(Stored data entries)
■ ■ ■ ■ ■

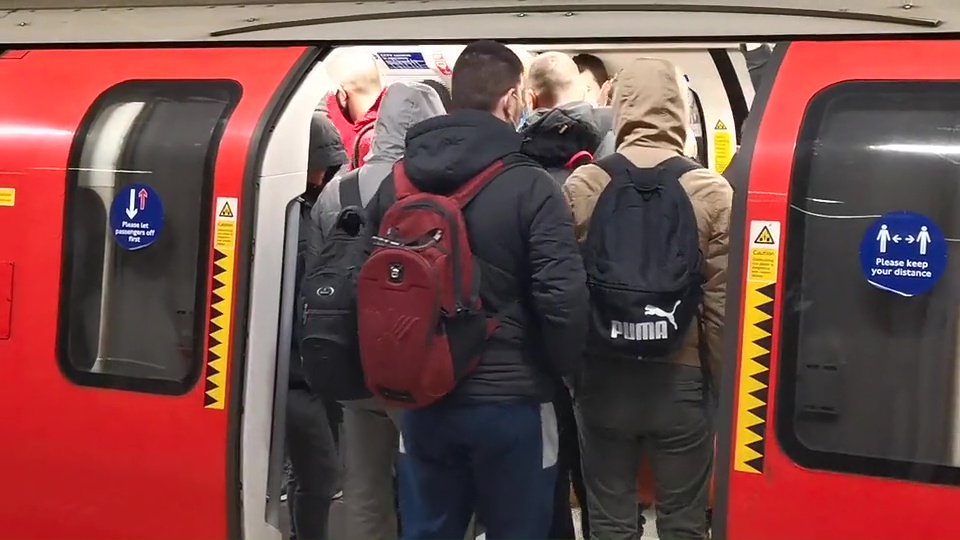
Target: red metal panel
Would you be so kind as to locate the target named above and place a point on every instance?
(787, 502)
(84, 462)
(6, 298)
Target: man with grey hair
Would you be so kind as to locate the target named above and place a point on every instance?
(563, 131)
(370, 429)
(354, 104)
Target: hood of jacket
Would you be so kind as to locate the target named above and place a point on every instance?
(444, 152)
(404, 105)
(650, 107)
(326, 147)
(552, 136)
(332, 109)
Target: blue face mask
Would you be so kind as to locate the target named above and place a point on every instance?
(523, 120)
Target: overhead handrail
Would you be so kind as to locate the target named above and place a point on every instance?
(859, 16)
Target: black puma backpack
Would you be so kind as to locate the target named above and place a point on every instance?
(643, 261)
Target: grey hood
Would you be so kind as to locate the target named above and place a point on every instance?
(553, 136)
(404, 104)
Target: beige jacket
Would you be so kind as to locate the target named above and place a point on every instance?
(650, 119)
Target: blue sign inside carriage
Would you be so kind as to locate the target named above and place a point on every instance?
(903, 253)
(136, 217)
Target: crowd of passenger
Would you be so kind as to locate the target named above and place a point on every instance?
(539, 415)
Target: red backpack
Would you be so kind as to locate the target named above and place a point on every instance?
(421, 324)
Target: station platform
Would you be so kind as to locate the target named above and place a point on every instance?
(337, 525)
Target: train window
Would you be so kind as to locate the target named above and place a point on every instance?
(868, 379)
(134, 318)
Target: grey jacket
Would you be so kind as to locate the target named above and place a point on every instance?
(404, 105)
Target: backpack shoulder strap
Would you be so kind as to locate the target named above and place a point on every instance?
(615, 165)
(350, 189)
(355, 161)
(402, 185)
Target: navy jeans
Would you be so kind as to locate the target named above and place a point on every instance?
(497, 459)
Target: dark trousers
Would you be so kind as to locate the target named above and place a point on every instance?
(496, 459)
(569, 473)
(626, 409)
(313, 457)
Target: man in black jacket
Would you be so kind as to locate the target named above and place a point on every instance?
(310, 424)
(491, 445)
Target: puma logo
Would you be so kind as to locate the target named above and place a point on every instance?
(668, 315)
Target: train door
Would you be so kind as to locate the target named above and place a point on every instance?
(842, 413)
(127, 196)
(717, 103)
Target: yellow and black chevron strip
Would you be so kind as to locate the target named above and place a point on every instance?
(221, 306)
(754, 376)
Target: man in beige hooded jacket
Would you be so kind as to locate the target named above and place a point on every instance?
(658, 408)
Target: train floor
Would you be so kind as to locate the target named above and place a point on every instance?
(337, 523)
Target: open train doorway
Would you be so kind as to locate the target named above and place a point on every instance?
(201, 420)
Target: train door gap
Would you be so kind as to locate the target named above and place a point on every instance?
(731, 83)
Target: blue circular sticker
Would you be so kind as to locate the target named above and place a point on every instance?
(904, 253)
(136, 216)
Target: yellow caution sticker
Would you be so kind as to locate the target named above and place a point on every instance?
(723, 146)
(764, 257)
(8, 196)
(759, 303)
(221, 303)
(225, 210)
(225, 233)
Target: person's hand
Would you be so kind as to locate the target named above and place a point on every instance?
(603, 96)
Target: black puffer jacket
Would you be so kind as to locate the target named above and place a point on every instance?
(522, 232)
(326, 156)
(554, 137)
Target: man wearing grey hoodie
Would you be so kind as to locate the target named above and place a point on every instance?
(371, 436)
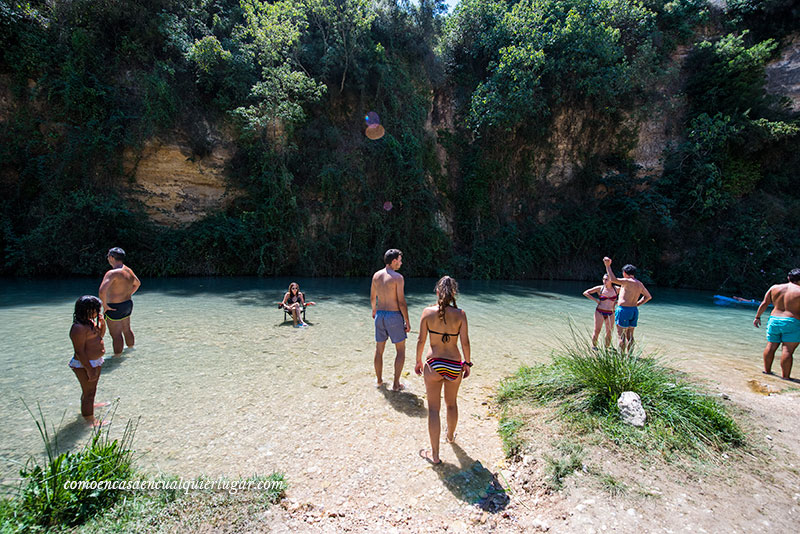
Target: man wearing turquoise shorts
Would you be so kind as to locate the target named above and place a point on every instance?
(783, 327)
(632, 294)
(390, 311)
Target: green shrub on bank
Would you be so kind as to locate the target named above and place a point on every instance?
(585, 384)
(45, 499)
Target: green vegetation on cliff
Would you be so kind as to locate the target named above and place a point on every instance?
(509, 147)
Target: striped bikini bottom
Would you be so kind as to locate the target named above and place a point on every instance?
(449, 369)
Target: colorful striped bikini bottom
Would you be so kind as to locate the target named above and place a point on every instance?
(449, 369)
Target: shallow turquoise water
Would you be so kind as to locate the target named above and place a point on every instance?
(214, 355)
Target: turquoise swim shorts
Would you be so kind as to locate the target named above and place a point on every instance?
(783, 330)
(626, 316)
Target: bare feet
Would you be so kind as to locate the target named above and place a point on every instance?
(429, 457)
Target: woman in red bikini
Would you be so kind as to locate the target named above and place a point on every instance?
(604, 312)
(443, 366)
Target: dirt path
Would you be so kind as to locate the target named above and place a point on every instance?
(359, 471)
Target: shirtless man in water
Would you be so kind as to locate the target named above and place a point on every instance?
(118, 286)
(632, 294)
(390, 312)
(784, 322)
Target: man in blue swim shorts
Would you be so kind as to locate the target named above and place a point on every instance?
(632, 294)
(390, 311)
(118, 286)
(783, 327)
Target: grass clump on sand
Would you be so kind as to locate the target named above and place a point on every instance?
(585, 384)
(49, 493)
(113, 497)
(557, 468)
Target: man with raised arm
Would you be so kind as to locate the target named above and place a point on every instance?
(118, 286)
(390, 312)
(784, 322)
(632, 294)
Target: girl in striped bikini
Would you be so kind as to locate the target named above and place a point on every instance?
(444, 366)
(604, 312)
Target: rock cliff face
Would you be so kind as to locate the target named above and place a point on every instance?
(783, 74)
(176, 186)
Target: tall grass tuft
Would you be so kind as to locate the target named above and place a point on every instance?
(45, 497)
(586, 384)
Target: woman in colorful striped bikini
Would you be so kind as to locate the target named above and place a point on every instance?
(606, 299)
(444, 367)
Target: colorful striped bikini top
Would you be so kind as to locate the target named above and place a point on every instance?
(445, 336)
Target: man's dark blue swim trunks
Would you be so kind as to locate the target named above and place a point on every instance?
(121, 310)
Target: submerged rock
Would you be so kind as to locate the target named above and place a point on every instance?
(630, 409)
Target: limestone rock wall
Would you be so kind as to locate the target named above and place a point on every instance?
(175, 185)
(783, 74)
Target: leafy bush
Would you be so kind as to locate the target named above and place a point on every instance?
(46, 499)
(585, 384)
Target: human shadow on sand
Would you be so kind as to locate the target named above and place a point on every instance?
(68, 435)
(471, 482)
(404, 402)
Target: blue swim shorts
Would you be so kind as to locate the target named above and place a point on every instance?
(783, 330)
(389, 324)
(121, 310)
(626, 316)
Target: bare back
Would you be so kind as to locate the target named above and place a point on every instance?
(118, 285)
(387, 288)
(87, 342)
(630, 291)
(786, 299)
(449, 330)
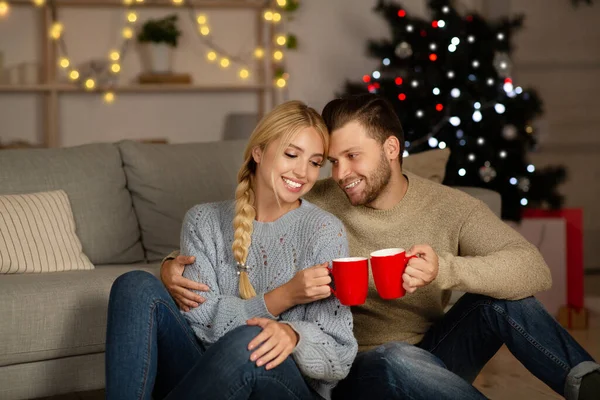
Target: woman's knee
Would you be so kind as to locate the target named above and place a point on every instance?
(135, 286)
(401, 359)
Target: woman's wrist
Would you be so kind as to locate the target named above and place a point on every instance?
(278, 300)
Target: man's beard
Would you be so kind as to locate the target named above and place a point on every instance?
(375, 183)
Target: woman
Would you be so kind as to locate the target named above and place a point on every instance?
(264, 257)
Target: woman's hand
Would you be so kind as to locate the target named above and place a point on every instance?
(310, 284)
(275, 343)
(180, 288)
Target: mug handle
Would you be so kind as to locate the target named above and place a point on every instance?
(333, 277)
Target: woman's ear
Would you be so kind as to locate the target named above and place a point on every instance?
(392, 147)
(257, 154)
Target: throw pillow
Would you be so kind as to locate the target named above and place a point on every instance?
(37, 234)
(428, 164)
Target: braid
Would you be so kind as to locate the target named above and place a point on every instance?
(243, 226)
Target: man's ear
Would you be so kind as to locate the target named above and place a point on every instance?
(391, 147)
(257, 154)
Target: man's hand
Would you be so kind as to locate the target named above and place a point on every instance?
(180, 288)
(278, 341)
(420, 271)
(310, 284)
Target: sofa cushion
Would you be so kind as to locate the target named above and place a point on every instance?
(47, 316)
(93, 178)
(37, 234)
(167, 180)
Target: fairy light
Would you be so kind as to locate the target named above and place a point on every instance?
(56, 30)
(127, 32)
(90, 84)
(259, 52)
(109, 97)
(64, 62)
(281, 40)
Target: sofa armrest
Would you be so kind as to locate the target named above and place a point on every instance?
(489, 197)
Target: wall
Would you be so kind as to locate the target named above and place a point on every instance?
(557, 53)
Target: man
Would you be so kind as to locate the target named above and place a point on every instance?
(408, 347)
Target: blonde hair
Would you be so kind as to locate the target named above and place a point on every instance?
(283, 122)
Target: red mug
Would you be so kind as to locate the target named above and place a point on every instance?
(351, 278)
(388, 265)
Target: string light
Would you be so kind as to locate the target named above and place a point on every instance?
(56, 30)
(259, 53)
(281, 40)
(127, 32)
(4, 8)
(201, 19)
(90, 84)
(109, 97)
(64, 62)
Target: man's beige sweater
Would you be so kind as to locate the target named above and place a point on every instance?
(478, 253)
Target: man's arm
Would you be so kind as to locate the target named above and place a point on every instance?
(494, 260)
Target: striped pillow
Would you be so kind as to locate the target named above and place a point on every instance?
(37, 234)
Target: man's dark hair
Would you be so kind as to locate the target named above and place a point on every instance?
(375, 113)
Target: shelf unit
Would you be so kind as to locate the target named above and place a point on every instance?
(50, 88)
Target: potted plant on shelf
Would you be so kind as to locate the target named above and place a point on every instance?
(160, 37)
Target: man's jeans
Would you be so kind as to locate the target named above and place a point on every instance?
(455, 349)
(152, 351)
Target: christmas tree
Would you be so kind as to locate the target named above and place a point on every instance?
(449, 79)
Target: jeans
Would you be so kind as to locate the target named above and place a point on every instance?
(455, 349)
(152, 352)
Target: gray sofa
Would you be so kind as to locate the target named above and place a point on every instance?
(128, 200)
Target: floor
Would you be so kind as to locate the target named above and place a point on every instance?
(503, 378)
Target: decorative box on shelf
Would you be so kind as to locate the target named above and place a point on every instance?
(170, 78)
(558, 234)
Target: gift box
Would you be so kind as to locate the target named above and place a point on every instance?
(558, 234)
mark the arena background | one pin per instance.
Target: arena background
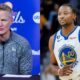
(26, 23)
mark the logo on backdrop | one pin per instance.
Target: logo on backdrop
(18, 18)
(67, 55)
(36, 17)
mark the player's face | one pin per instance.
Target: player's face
(65, 16)
(5, 22)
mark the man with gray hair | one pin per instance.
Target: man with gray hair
(15, 51)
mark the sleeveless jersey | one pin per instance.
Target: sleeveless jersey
(67, 51)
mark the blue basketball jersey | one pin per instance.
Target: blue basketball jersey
(67, 51)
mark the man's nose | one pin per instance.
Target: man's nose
(62, 17)
(1, 23)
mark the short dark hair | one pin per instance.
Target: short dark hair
(74, 10)
(5, 8)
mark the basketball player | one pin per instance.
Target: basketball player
(65, 46)
(15, 51)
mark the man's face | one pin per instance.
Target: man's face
(65, 16)
(5, 22)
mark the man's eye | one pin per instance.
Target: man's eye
(66, 13)
(4, 20)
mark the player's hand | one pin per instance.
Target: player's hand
(66, 70)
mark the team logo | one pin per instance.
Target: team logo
(67, 55)
(36, 17)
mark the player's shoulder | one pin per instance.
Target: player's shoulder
(19, 39)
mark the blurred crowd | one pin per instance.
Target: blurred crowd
(49, 25)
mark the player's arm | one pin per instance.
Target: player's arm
(53, 67)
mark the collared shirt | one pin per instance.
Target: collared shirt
(15, 56)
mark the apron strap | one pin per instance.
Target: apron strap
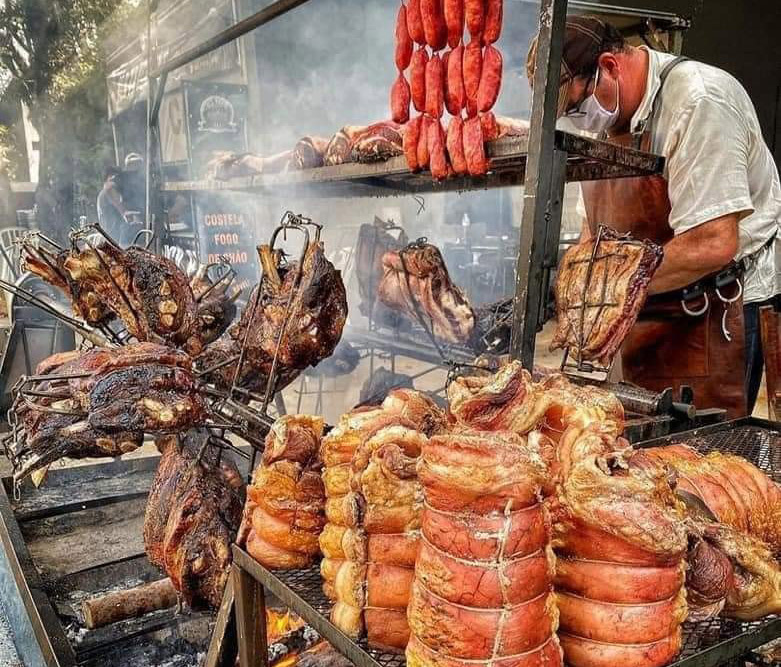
(649, 125)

■ ■ ■ ■ ■

- About this exercise -
Restate word for word only the lines above from the line containing "Target: man's arm" to the line containing "Target: shelf unit", both of them included.

- Answer space -
Target: man's arm
Would you be so kind as to locate the target named above and place a point on every instance?
(494, 260)
Target: striped pillow
Would you be so kind as to locate the target named above and place a point on every instance?
(37, 234)
Target: man's dark hair
Would you be so kind as to locate the target named above and place a point on every instance?
(375, 113)
Target: shelf unit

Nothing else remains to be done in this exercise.